## BEGIN Text to read

Reservoir simulation is perfect for the cloud

Reservoir engineering is a multi-faceted discipline that includes seismic acquisition and processing, reservoir analysis and simulation, well and drilling modeling, and flow modeling. Seismic acquisition and modeling is highly data intensive – an oil field modeled in the three-dimensional space can have tens of terabytes of raw data. Processing such data in the cloud is cumbersome due to having to move high volumes of data on and off the cloud.
Well and drilling modeling, as well as pipe flow modeling (oil and gas transportation), is relatively light in both data and processing needs. Even the largest models can be simulated on a modern laptop between seconds to a handful of minutes.
In reservoir simulation, the large volume of seismic data is distilled to a relatively small size to comprise the reservoir model. While the inputs are normally around tens of megabytes, the processing needs are very high, with some models running for weeks at a time on traditional hardware. Adding more CPU power can reduce runtime, but this in not always straightforward.

## END Text to read

» Set task 1
Write out part of the passage on reservoir simulation word for word. Begin at the words that have "Well and drilling modeling, as" and stop after "not always straightforward.".
» Set task 2
Translate this sentence from the passage on reservoir simulation into Spanish: "In reservoir simulation, the large volume of seismic data is distilled to a relatively small size to comprise the reservoir model."

## BEGIN Material provided

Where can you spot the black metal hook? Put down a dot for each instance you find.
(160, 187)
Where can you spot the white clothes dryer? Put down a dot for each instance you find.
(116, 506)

## END Material provided

» Finished answer 1
Well and drilling modeling, as well as pipe flow modeling (oil and gas transportation), is relatively light in both data and processing needs. Even the largest models can be simulated on a modern laptop between seconds to a handful of minutes.
In reservoir simulation, the large volume of seismic data is distilled to a relatively small size to comprise the reservoir model. While the inputs are normally around tens of megabytes, the processing needs are very high, with some models running for weeks at a time on traditional hardware. Adding more CPU power can reduce runtime, but this in not always straightforward.

» Finished answer 2
En la simulación de yacimientos, el gran volumen de datos sísmicos se reduce a un tamaño relativamente pequeño para conformar el modelo del yacimiento.